### The tasks
1 - Answer these about the research summary on the Colombian song study:
(a) What grade were the study's subjects in, and what was their age range?
(b) Whose suggestion is cited about students developing through socially situated practices?
(c) How many aspects did the song-based study focus on?
2 - Pick up the research summary on the Colombian song study after its last sentence and carry it forward.

Palacios Mena and Chapetón (2014) carried out the qualitative archetype research that examines to reflect educational practice pinpointing how to improve it (Burns, 2010; Palacios Mena & Chapetón, 2014; Sagor, 2005; Wallace, 2006). The subjects of this study were 11th graders, whose age ranged from 16 to 19, taking an English course at a public high school located in a difficult social-economic milieu in Colombia (Palacios Mena & Chapetón, 2014). Based on Lewis’s (2001) suggestion, students can develop by engaging themselves in socially situated practices in the process of English learning. Therefore, Palacios Mena and Chapetón (2014) conducted this study that is incorporated with songs focusing on three aspects as follows; 1) the relation to the learner’s social environment 2) a reflection how to communicate with others 3) the recognition of the importance of individual values as a member of the community.

### Items
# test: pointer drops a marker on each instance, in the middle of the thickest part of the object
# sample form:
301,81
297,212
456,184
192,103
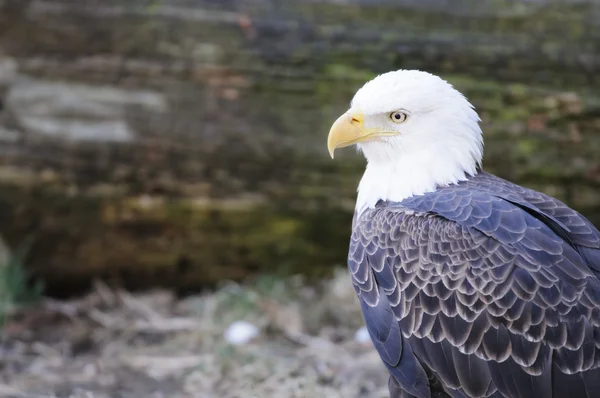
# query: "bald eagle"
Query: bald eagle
470,286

### Task-by-task outputs
1 -
(a) 11th grade, ages 16 to 19.
(b) Lewis (2001).
(c) Three.

2 -
In line with the evidence, English songs with social content brought adolescent EFL students a significant motivation to participate in class activities conveying what they felt, accepting classmates’ ideas and sharing each other’s experiences. Simultaneously, this allowed students to raise their awareness of society, common realities, and their own identities (Palacios Mena & Chapetón, 2014). As Hiromori (2003) demonstrates, SDT is instrumental in developing learners’ individual needs correlated with the socio-cultural contexts, which motivates students to involve themselves in learning environment spontaneously. Alternatively, Al-Hoorie and MacIntyre (2020) point out that engaging in activities when learning contributes individuals to pleasing and meaningful lives, and these feelings are the driving forces to acquire a foreign language for improvement.
English learning with songs can help students reduce their anxiety and start to learn with a relaxing and warm atmosphere interacting with their peers and teachers. Listening to the song first with audio, then singing with the whole class repeatedly incorporating karaoke applications contribute to exposure to English stress and pronunciation as well as express students’ themselves without hesitation (Aguirre, et al., 2016).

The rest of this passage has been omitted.